Provided material
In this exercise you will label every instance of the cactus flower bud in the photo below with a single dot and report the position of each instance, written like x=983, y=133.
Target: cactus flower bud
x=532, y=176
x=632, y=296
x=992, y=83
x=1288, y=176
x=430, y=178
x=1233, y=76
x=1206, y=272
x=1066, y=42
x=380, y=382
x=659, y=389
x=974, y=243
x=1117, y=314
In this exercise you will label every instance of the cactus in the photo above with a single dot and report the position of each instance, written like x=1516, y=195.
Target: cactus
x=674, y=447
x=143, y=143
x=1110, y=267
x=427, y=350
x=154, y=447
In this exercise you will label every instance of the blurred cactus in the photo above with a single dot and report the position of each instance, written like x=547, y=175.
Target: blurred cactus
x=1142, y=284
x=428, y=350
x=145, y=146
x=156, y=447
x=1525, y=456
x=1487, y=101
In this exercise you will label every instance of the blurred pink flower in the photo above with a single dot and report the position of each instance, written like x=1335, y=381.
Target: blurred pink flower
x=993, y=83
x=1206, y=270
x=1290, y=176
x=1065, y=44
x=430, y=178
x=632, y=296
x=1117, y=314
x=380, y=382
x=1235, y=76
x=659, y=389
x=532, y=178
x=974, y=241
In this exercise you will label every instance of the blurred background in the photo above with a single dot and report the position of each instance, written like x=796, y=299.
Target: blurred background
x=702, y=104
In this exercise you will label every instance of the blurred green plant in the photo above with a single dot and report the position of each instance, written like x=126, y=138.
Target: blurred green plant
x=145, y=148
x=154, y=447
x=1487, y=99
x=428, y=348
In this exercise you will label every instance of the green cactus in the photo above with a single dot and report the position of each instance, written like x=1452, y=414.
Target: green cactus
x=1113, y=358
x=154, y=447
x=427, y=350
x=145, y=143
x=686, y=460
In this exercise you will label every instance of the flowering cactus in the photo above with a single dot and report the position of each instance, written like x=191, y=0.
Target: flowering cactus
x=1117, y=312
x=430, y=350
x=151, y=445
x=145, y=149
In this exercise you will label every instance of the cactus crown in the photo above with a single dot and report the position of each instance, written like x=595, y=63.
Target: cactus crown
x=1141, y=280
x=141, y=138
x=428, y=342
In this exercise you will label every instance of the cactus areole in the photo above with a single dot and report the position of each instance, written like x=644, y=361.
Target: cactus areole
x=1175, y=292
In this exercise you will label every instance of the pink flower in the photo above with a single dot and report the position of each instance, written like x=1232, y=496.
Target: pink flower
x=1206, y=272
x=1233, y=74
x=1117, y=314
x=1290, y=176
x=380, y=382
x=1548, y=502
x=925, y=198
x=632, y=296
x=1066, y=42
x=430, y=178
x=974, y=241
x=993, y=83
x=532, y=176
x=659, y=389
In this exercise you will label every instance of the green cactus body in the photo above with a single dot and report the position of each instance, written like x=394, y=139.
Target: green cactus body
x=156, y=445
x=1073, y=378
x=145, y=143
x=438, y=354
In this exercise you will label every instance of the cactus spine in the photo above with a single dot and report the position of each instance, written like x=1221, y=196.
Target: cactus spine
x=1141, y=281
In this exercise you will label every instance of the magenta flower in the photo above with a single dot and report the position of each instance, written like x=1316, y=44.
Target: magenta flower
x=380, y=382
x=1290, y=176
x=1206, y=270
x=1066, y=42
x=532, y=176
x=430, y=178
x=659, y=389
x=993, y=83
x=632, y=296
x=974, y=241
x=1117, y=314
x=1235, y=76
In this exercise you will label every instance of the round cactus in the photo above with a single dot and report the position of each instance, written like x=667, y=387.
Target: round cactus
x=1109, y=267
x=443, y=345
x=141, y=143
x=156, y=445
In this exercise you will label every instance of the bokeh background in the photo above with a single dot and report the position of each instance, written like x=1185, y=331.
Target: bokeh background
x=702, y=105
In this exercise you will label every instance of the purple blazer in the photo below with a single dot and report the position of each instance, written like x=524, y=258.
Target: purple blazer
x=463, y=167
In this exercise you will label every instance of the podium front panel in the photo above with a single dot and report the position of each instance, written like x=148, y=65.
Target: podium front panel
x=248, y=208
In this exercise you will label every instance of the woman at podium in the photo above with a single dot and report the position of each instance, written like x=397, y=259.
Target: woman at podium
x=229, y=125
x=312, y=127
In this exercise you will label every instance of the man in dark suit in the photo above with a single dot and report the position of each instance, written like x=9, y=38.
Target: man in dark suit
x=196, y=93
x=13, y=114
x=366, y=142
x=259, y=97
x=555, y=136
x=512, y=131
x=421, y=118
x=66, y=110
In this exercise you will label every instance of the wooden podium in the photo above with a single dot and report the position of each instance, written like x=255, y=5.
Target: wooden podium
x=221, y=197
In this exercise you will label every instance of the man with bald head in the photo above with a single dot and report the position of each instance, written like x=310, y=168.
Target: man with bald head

Activity
Copy the whole of the data above exactly.

Reply
In this exercise you will label every instance of the cactus flower bud in the photo below with a single dot and report the position of each instance, written like x=983, y=133.
Target: cactus flower bud
x=532, y=176
x=632, y=296
x=992, y=83
x=1288, y=176
x=430, y=178
x=1233, y=76
x=1206, y=272
x=1066, y=42
x=380, y=382
x=659, y=389
x=974, y=243
x=1117, y=314
In this exercise you will label every instance of the cactus in the photo above with a single dot and report the position of each instance, written like x=1516, y=195.
Target: cactus
x=674, y=447
x=143, y=143
x=1110, y=267
x=427, y=350
x=154, y=447
In this exercise you will label every instance of the blurred cactus in the photo above with a single dot and report the position of each instance, written like x=547, y=175.
Target: blurred cactus
x=1142, y=284
x=428, y=350
x=145, y=146
x=156, y=447
x=1525, y=456
x=1487, y=101
In this exercise you will label every instance of the blurred pink flower in the photo above with a single dot and report the position of each instance, written like x=1335, y=381.
Target: blurred pink flower
x=993, y=83
x=1206, y=270
x=1290, y=176
x=1065, y=44
x=430, y=178
x=632, y=296
x=1117, y=314
x=380, y=382
x=1235, y=76
x=659, y=389
x=532, y=178
x=974, y=241
In this exercise you will label every instance of the blurred background in the photo above with a single dot and report the position of each instance, written like x=796, y=299.
Target: blurred background
x=702, y=104
In this exercise you will label every instance of the blurred green plant in the photo above with a single dot and report the position of each instance, written like x=126, y=138.
Target: blurred green plant
x=145, y=148
x=154, y=447
x=1487, y=99
x=428, y=348
In this exercise you will label every instance of the green cactus in the photo above with a single dot and report the position of each instance, written like x=1452, y=414.
Target: green cactus
x=1113, y=358
x=154, y=447
x=427, y=350
x=145, y=143
x=686, y=460
In this exercise you will label every instance of the flowering cactus in the photo above with a single dot and report the position of each instance, written like x=191, y=0.
Target: flowering cactus
x=1117, y=312
x=430, y=350
x=151, y=445
x=145, y=149
In this exercise you will label every instance of the cactus crown in the photo above with a single dot and report the position of each instance, written like x=595, y=63.
Target: cactus crown
x=1141, y=280
x=141, y=138
x=428, y=342
In this exercise you will label every instance of the cactus areole in the photo above with a single dot and report the position of each instance, written like x=644, y=361.
Target: cactus areole
x=1175, y=292
In this exercise you will label every instance of the pink flower in the photo above with a single dot and report the position of each instance, written like x=1232, y=496.
Target: pink flower
x=1206, y=272
x=1233, y=74
x=1117, y=314
x=1290, y=176
x=380, y=382
x=1548, y=502
x=925, y=198
x=632, y=296
x=1066, y=42
x=430, y=178
x=974, y=241
x=993, y=83
x=532, y=176
x=659, y=389
In this exercise you will label every instance of the green cactus body in the photo above with a single dot and report the position of each instance, written like x=394, y=139.
Target: green cactus body
x=156, y=445
x=1073, y=378
x=145, y=143
x=438, y=354
In this exercise you will label every instance of the cactus spine in the photo above with a single dot and report the position of each instance, written like x=1221, y=196.
Target: cactus spine
x=1141, y=281
In this exercise you will label every instance of the magenta flower in the photo above with a single dot and report the position of each instance, written like x=1316, y=44.
Target: magenta flower
x=380, y=382
x=1290, y=176
x=1206, y=270
x=1066, y=42
x=532, y=176
x=430, y=178
x=659, y=389
x=993, y=83
x=632, y=296
x=974, y=241
x=1117, y=314
x=1235, y=76
In this exercise you will label every instance of the round cactus in the photo above with a single dot and report the position of each instance, written like x=667, y=387.
Target: round cactus
x=1109, y=267
x=443, y=345
x=141, y=143
x=156, y=445
In this exercise you will label every instance of the bokeh background in the photo above with a single dot and report the position of each instance, written like x=1185, y=331.
Target: bokeh background
x=702, y=105
In this exercise you will label every instance of the purple blazer in the photo below with a single dot and report the position of each instance, written like x=524, y=258.
Target: purple blazer
x=463, y=167
In this exercise you will label every instance of the podium front panel in the photo above with a single dot and report the position of each instance, written like x=148, y=65.
Target: podium front panel
x=248, y=208
In this exercise you will label every instance of the woman at podium in the photo above with a single dot and report the position of each instance, written like x=397, y=259.
Target: woman at podium
x=229, y=125
x=312, y=127
In this exercise you will label every instance of the man in dark suit in the photo above with a single dot and report the position of each instance, written like x=9, y=38.
Target: man in dark suit
x=196, y=93
x=13, y=114
x=366, y=142
x=259, y=97
x=555, y=136
x=512, y=131
x=421, y=118
x=66, y=110
In this exercise you will label every instance of the wooden podium in the photo above with a single dot and report the position of each instance, written like x=255, y=5.
Target: wooden podium
x=221, y=197
In this exercise you will label every instance of the man with bald head in the photo above with a single dot and report the position of each instance, written like x=310, y=168.
Target: man with bald head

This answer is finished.